## Problems to work on:
1: In the gum disease article below, rewrite the paragraph beginning "If any of these symptoms are noticed" as a shorter passage that keeps its main facts.
2: According to the gum disease article below, within how many minutes of a meal should teeth be brushed to avoid irritated gums?
3: Pick up the gum disease article below from its final line and keep writing it.

## Document section:
== Segment start ==

Gum disease is surprisingly prevalent, and the reasons are obvious when you study the oral hygiene habits of the majority of any population. Although dentists regularly advise, admonish and even plead with their patients to take care of their gums, teeth and tongue, not many people pay heed to hygiene regimes. The result of this is poor oral health, often in the form of gum disease in all its forms.
What are the Types of Gum Disease?
There are essentially three categories of disease that affect the gums in humans. These are:
1. Irritated gums: This condition is usually caused by residual food particles stuck between the teeth after eating. Chronic conditions may call for flushing or deep cleaning, but the situation can be avoided by brushing within 20 minutes of a meal. This will ensure that all residual food is removed, and the risk of gum infection and teeth erosion is reduced.
2. Abscesses and Cavities: This moderate form of infection is harmful, as it can lead to long-term damage if left untreated. An untreated cavity can lead to an abscess, which is exacerbated by the gums being irritated in the process.
3. Gingivitis and Periodontitis: These two forms – one moderate and the other severe – are both related to bacterial infection; both are reversible, but this primarily depends on how severe the condition is to begin with.
Symptoms of Gum Disease
There are several symptoms that can be noticed when gum disease strikes, and these include:
1. Tenderness and inflammation of the gums at the gum line
2. Pain in the gums or the teeth around the affected area
4. Halitosis (bad breath)
5. Sensitivity while chewing
If any of these symptoms are noticed, a visit to the dentist is in order. However, most people tend to think that minor problems will go away. While this is true in certain cases, it is definitely not worth the risk because it can lead to a worsening of the problem, or complications that can affect other parts of the mouth.
What Causes Gum Disease?

== Segment end ==

[Dataset excerpts]
== Segment start ==

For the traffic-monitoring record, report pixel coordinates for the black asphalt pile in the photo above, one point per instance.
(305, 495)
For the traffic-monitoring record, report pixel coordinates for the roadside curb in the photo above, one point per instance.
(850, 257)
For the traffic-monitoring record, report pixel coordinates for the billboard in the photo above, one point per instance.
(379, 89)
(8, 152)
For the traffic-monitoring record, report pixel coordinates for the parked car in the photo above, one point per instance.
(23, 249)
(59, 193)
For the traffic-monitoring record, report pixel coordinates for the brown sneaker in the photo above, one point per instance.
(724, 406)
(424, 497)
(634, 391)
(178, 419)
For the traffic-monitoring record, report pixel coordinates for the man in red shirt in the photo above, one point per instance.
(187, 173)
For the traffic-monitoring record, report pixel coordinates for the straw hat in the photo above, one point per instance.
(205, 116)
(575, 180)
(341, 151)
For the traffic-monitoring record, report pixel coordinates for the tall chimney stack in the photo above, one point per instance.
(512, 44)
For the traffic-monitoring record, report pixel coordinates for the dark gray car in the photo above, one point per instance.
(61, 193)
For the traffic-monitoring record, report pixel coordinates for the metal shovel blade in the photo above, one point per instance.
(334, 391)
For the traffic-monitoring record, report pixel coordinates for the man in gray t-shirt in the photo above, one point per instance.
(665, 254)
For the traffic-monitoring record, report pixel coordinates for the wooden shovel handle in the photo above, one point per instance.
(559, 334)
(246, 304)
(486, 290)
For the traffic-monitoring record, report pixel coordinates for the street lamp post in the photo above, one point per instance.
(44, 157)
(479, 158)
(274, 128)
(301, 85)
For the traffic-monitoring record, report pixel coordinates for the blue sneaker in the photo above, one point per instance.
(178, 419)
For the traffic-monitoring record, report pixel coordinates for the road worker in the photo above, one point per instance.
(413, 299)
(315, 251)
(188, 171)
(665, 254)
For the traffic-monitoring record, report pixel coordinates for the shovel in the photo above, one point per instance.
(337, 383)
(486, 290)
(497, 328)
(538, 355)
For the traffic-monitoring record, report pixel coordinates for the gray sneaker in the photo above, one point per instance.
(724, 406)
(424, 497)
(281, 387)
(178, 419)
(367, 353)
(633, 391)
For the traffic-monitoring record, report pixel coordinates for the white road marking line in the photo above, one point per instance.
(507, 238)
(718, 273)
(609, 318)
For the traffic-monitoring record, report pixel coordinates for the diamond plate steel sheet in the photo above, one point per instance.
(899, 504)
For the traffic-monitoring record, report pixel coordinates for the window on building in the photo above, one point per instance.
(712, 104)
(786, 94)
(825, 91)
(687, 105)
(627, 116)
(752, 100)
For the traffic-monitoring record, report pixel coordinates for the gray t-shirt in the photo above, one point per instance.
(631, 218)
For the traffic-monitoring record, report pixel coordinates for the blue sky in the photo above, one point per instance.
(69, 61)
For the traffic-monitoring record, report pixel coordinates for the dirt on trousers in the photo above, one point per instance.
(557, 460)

== Segment end ==

## Task responses:
1: Any of these symptoms calls for a dentist visit. Many people assume minor problems will clear up. Sometimes they do, but waiting risks the problem getting worse or complications spreading to other parts of the mouth.

2: Within 20 minutes of a meal.

3:
The primary cause of gum disease is poor oral hygiene, and the resulting bacterial action on the gums and teeth; however, there are a few others that can be addressed before they become cause for concern:
1. Irregular dentist visits
2. Consuming excessive amounts of sugared and carbonated beverages
3. Eating foods that tend to get stuck between the teeth, and not flushing, flossing or brushing after consuming such foods
5 Best Treatments for Gum Disease
1. Probiotics: Available in the form of lozenges, these ‘good bacteria’ help restore the micro-flora balance in the mouth, especially after using a mouth-wash or a rinse.
2. Ubiquinone: Also known as Co-Enzyme Q10, this is a vitamin-like compound and is taken as a supplement. Studies have shown that this compound could help in the fight against gum disease, as a preventive measure.
3. Peroxide Rinses: This compound acts be releasing oxygen rapidly, which in turn can help reduce inflammation and infection in the gums.
4. Chlorhexidine Sprays: These sprays contain the powerful Chlorhexidine, a proven anti-bacterial agent that can also fight plaque formation and acts immediately on contact, even staying on as a residue for continued protection.
5. Hyaluronic Acid Gel: This compound aids in the production of new tissue to replace diseased cells in the mouth. German scientists have found that it can increase healing rate by up to 50%.
These treatments are primarily for prevention, but some are used as external treatment for gum disease. The best preventive measure, however, is proper dental and oral hygiene. There is no measure more effective than this.